(Stored data)
• • • •

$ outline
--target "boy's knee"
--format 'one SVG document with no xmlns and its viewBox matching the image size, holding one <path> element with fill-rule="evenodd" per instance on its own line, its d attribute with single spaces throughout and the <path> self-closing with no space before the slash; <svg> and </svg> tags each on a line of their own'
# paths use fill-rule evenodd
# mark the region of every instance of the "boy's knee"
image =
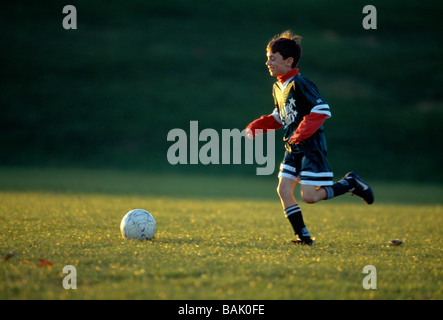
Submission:
<svg viewBox="0 0 443 320">
<path fill-rule="evenodd" d="M 309 194 L 309 193 L 302 193 L 301 198 L 302 198 L 303 202 L 306 202 L 308 204 L 316 203 L 319 201 L 318 199 L 316 199 L 315 196 L 313 196 L 312 194 Z"/>
<path fill-rule="evenodd" d="M 306 203 L 316 203 L 325 198 L 324 195 L 325 192 L 323 192 L 319 188 L 306 188 L 303 187 L 301 190 L 301 198 Z"/>
<path fill-rule="evenodd" d="M 292 194 L 292 189 L 284 184 L 277 186 L 277 194 L 281 199 L 284 199 Z"/>
</svg>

• • • •

**What this task involves:**
Set the records down again precisely, skipping every image.

**The answer:**
$ outline
--target "boy's knee"
--format 'one SVG document with no xmlns and its viewBox matching the image size, holding one <path> element with fill-rule="evenodd" per instance on its own line, its d attribute with single spaces throughout and the <path> self-closing with no space before the slash; <svg> and </svg> tags each on a line of their own'
# paths use fill-rule evenodd
# mark the region of every instance of the "boy's knee"
image =
Submission:
<svg viewBox="0 0 443 320">
<path fill-rule="evenodd" d="M 309 194 L 309 193 L 302 193 L 301 198 L 302 198 L 303 202 L 306 202 L 308 204 L 316 203 L 319 201 L 318 199 L 316 199 L 315 196 L 313 196 L 312 194 Z"/>
<path fill-rule="evenodd" d="M 306 203 L 316 203 L 325 198 L 324 195 L 325 192 L 323 192 L 319 188 L 306 188 L 303 187 L 301 190 L 301 198 Z"/>
<path fill-rule="evenodd" d="M 292 194 L 292 189 L 284 184 L 277 186 L 277 194 L 281 199 L 284 199 Z"/>
</svg>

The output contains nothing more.